WORK TASK:
Below are some records; state how many of their lines contain the word "lamp", and add nothing.

Referring expression pointing data:
▼▼▼
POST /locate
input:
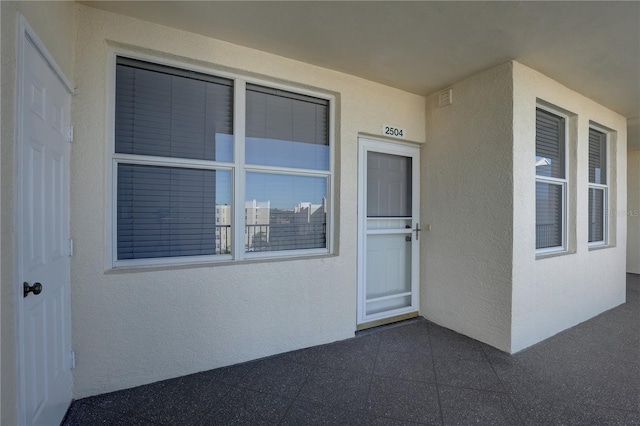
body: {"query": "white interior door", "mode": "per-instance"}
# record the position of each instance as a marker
(388, 231)
(44, 324)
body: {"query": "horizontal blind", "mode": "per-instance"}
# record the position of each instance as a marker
(169, 112)
(597, 157)
(596, 214)
(165, 212)
(550, 144)
(285, 212)
(278, 114)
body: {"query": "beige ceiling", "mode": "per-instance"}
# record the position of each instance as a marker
(592, 47)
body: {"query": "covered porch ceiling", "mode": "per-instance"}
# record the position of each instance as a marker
(591, 47)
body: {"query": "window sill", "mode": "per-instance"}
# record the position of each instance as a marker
(125, 269)
(596, 247)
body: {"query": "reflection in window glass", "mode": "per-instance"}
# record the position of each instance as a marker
(549, 214)
(286, 129)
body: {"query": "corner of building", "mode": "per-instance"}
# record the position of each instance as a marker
(551, 294)
(467, 199)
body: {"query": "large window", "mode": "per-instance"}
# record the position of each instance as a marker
(598, 189)
(187, 189)
(551, 181)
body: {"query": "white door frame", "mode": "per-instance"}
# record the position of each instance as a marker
(25, 34)
(366, 144)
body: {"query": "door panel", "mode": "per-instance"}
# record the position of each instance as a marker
(388, 213)
(44, 318)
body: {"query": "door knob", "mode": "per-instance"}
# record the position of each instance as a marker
(36, 288)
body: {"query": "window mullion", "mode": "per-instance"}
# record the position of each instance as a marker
(239, 121)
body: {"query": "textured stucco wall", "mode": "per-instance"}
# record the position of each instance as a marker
(552, 294)
(633, 212)
(133, 328)
(467, 198)
(55, 25)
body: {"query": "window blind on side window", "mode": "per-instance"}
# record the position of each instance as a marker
(550, 145)
(163, 113)
(549, 214)
(597, 157)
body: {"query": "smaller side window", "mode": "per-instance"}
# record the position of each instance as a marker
(551, 182)
(598, 187)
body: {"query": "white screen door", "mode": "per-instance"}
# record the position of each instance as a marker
(44, 324)
(388, 231)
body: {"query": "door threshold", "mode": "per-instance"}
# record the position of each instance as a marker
(385, 321)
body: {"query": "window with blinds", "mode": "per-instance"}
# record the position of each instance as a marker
(598, 187)
(551, 181)
(176, 197)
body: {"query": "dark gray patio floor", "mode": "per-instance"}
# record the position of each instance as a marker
(411, 373)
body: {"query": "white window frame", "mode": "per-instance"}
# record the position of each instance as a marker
(237, 168)
(604, 188)
(563, 183)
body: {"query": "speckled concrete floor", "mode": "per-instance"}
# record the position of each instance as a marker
(411, 373)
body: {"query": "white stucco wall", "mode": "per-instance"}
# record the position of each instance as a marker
(131, 328)
(552, 294)
(633, 212)
(55, 25)
(467, 198)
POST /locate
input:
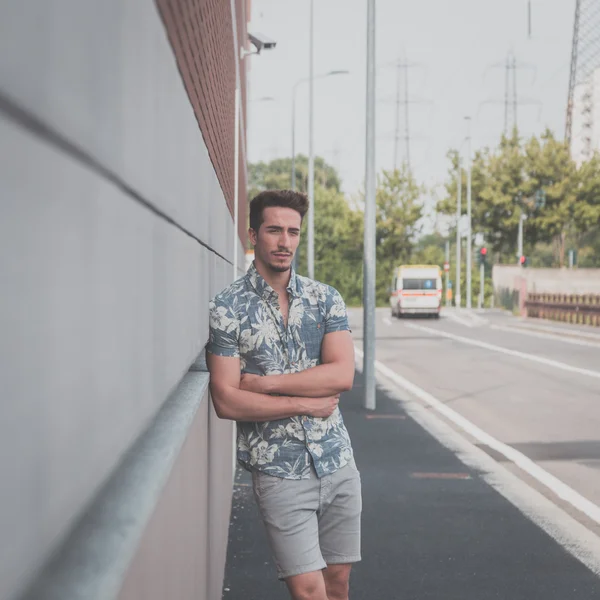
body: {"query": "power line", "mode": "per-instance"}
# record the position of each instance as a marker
(585, 62)
(402, 98)
(512, 100)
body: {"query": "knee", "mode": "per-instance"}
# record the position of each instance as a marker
(337, 587)
(309, 591)
(307, 587)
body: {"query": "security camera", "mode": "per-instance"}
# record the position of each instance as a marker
(261, 42)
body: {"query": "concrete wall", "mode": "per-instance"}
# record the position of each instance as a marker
(114, 234)
(563, 281)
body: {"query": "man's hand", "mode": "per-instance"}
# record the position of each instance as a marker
(253, 383)
(320, 407)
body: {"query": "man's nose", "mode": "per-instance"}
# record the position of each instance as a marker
(284, 240)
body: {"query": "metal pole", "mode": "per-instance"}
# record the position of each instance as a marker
(448, 272)
(236, 181)
(311, 158)
(481, 278)
(520, 238)
(370, 220)
(458, 237)
(469, 225)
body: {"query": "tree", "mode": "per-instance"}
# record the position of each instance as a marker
(398, 213)
(549, 168)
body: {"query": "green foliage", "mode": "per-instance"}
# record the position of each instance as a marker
(537, 178)
(399, 211)
(339, 227)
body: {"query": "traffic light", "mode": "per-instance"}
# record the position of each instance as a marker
(482, 255)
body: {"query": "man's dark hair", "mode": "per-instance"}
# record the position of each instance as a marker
(284, 198)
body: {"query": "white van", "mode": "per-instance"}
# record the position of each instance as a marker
(416, 289)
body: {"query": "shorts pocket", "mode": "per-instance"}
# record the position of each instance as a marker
(352, 464)
(266, 484)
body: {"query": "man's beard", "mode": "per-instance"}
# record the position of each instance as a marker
(279, 268)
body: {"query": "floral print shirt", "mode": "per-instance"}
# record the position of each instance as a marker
(246, 322)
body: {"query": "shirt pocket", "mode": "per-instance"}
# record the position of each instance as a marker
(313, 330)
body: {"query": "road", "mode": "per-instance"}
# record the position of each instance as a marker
(479, 466)
(533, 386)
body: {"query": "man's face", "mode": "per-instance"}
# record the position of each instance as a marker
(278, 237)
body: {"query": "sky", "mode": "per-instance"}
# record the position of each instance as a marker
(457, 50)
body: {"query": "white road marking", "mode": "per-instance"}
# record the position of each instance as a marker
(562, 330)
(549, 336)
(454, 317)
(567, 531)
(524, 355)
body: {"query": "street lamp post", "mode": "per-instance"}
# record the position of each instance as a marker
(469, 225)
(369, 264)
(311, 157)
(458, 234)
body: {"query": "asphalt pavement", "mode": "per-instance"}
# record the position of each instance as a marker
(435, 526)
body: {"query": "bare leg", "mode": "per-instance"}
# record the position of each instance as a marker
(308, 586)
(337, 581)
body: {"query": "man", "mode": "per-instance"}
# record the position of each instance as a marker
(280, 353)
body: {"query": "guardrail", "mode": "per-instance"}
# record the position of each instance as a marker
(582, 309)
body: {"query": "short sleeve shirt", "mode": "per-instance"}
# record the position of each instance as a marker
(246, 322)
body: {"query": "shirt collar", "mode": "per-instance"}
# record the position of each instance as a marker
(264, 290)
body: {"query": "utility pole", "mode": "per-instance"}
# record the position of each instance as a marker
(469, 216)
(447, 272)
(458, 236)
(481, 280)
(520, 237)
(402, 80)
(370, 225)
(311, 157)
(511, 99)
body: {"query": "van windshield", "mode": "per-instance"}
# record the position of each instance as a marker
(419, 284)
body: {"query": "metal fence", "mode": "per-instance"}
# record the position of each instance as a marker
(583, 309)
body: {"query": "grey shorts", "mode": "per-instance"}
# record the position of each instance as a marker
(311, 523)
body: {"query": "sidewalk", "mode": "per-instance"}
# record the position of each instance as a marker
(432, 528)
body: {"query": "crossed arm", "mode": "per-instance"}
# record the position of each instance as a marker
(314, 392)
(334, 376)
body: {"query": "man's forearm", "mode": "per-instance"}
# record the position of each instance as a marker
(240, 405)
(322, 380)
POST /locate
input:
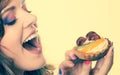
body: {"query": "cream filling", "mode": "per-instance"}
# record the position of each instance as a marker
(99, 48)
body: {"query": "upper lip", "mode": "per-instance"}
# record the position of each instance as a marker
(32, 32)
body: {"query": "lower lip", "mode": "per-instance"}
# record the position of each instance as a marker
(36, 51)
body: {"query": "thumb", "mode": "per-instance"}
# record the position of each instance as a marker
(86, 67)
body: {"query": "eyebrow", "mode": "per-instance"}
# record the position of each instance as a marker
(9, 9)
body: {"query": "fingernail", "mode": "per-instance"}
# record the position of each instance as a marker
(74, 57)
(87, 62)
(60, 72)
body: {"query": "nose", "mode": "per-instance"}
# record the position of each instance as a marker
(29, 20)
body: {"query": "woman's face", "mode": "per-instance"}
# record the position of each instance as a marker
(20, 40)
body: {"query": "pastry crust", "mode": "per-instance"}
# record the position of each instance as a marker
(92, 51)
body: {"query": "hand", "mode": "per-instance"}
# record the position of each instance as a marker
(102, 66)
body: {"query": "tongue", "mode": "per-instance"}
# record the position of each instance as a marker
(31, 45)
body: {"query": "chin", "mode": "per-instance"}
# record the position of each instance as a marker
(29, 65)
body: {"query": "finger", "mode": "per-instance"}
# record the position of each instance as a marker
(108, 62)
(86, 67)
(99, 63)
(65, 65)
(103, 65)
(69, 55)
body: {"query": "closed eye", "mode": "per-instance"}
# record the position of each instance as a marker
(25, 8)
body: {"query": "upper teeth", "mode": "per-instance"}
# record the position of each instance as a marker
(31, 37)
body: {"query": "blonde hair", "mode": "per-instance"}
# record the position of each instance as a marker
(7, 64)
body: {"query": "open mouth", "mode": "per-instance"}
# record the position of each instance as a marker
(32, 44)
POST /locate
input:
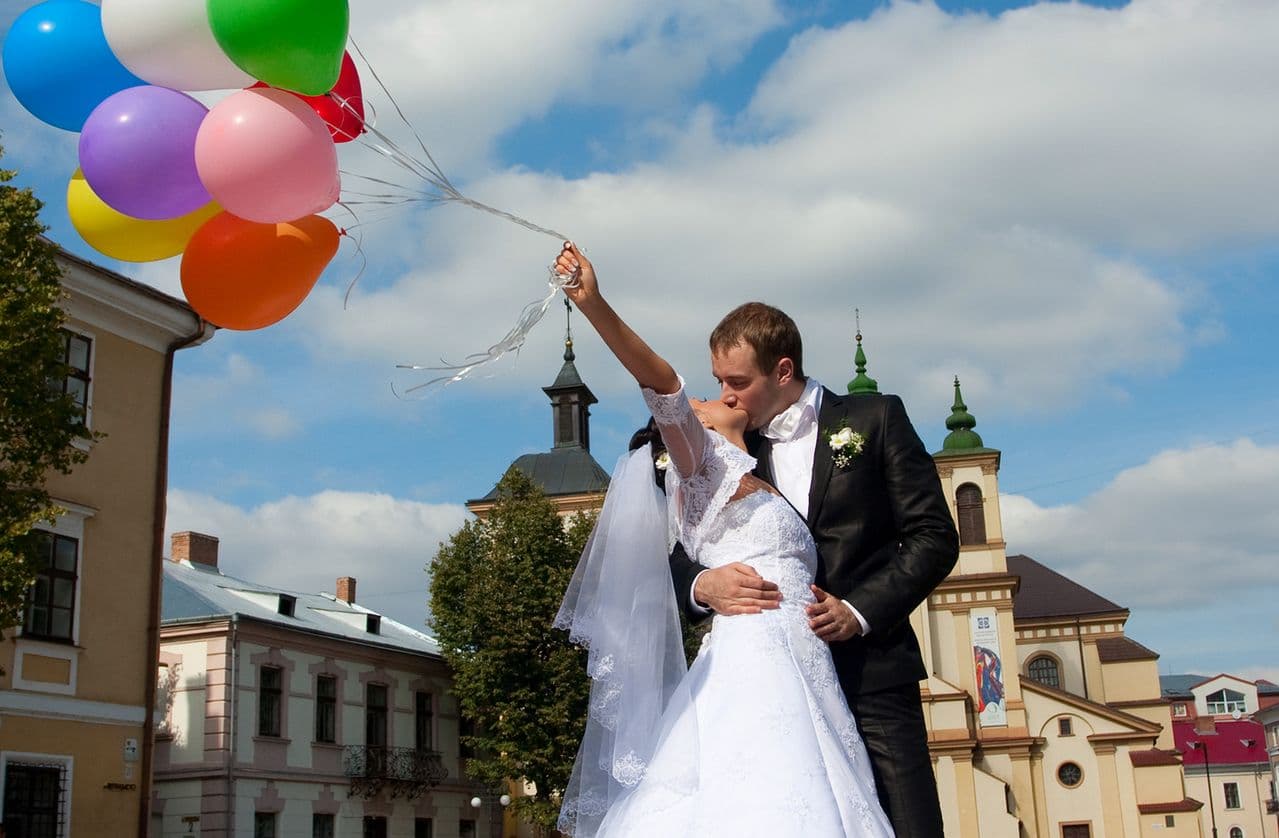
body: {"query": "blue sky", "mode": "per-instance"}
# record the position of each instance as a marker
(1071, 206)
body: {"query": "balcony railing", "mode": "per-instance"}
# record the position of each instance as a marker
(406, 773)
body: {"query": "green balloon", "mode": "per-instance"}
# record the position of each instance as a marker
(296, 45)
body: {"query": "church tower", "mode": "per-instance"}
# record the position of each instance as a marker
(567, 474)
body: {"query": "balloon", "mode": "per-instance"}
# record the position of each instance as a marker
(137, 151)
(294, 45)
(347, 122)
(58, 63)
(243, 275)
(127, 238)
(168, 42)
(266, 156)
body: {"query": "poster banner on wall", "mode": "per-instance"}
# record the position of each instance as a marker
(988, 667)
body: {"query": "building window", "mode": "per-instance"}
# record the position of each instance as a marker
(321, 825)
(76, 353)
(326, 709)
(264, 824)
(423, 719)
(972, 517)
(51, 604)
(35, 798)
(466, 729)
(375, 715)
(1224, 701)
(1069, 774)
(269, 679)
(1044, 671)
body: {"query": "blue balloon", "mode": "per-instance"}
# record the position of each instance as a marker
(58, 63)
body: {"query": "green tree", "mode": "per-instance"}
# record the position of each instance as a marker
(37, 425)
(495, 589)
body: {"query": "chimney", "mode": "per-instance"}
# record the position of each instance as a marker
(196, 548)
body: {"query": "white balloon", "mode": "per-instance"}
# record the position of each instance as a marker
(169, 42)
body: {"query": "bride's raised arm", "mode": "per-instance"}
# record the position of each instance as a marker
(681, 430)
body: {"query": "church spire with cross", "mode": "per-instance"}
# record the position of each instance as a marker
(861, 384)
(571, 398)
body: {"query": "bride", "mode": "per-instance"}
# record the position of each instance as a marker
(755, 738)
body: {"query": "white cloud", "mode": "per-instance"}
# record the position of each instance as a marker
(1191, 529)
(990, 191)
(305, 544)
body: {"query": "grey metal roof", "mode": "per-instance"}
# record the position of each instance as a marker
(563, 471)
(1178, 686)
(195, 592)
(1045, 592)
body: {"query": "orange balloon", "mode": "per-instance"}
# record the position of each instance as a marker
(244, 275)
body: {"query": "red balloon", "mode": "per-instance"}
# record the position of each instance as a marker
(244, 275)
(342, 108)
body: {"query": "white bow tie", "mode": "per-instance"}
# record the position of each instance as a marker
(789, 424)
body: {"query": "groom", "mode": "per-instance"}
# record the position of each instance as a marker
(884, 535)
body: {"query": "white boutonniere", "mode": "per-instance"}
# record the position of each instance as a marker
(846, 444)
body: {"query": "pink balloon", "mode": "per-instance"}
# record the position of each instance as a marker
(266, 156)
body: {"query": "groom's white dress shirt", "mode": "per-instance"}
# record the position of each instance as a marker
(794, 443)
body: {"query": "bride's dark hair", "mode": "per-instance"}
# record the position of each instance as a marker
(650, 434)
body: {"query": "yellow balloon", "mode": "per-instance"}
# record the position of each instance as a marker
(124, 237)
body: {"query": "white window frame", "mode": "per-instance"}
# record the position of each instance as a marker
(42, 759)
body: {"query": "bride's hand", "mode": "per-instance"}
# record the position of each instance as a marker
(583, 284)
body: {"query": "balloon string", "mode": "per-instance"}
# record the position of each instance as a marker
(510, 343)
(444, 191)
(360, 248)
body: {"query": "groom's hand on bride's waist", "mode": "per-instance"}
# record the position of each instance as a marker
(831, 618)
(736, 589)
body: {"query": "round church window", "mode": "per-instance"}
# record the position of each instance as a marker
(1069, 774)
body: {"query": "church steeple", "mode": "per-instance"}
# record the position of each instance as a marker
(961, 422)
(861, 384)
(571, 398)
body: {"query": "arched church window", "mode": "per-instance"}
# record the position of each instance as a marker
(972, 516)
(1044, 669)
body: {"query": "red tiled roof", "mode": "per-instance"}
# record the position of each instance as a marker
(1154, 756)
(1045, 592)
(1225, 745)
(1184, 805)
(1115, 649)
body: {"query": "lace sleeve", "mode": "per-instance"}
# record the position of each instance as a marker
(706, 467)
(681, 429)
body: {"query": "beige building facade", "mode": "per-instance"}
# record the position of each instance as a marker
(302, 714)
(76, 696)
(1044, 718)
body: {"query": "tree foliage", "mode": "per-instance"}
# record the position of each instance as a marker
(495, 589)
(37, 426)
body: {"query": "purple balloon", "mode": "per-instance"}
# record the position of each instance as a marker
(138, 152)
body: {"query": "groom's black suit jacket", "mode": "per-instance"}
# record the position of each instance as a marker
(884, 535)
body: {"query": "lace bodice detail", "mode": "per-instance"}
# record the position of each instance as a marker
(761, 529)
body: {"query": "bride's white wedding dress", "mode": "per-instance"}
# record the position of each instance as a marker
(762, 726)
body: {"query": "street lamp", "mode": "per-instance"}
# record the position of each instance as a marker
(495, 813)
(1208, 772)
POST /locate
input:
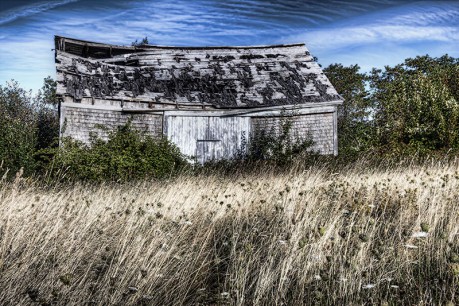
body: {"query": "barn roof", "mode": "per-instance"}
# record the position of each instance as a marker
(222, 77)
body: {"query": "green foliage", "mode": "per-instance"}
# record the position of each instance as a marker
(143, 41)
(355, 127)
(278, 144)
(127, 154)
(412, 108)
(18, 131)
(417, 106)
(46, 103)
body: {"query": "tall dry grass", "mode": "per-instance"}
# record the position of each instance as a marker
(307, 237)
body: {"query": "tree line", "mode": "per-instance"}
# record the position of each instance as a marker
(408, 109)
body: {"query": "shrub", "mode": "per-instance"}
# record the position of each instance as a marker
(127, 154)
(18, 132)
(278, 144)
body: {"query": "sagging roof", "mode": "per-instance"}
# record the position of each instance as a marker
(224, 77)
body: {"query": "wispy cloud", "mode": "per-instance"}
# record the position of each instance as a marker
(371, 32)
(409, 24)
(25, 11)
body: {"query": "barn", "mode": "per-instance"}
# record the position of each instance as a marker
▲▲▲
TASK OUTPUT:
2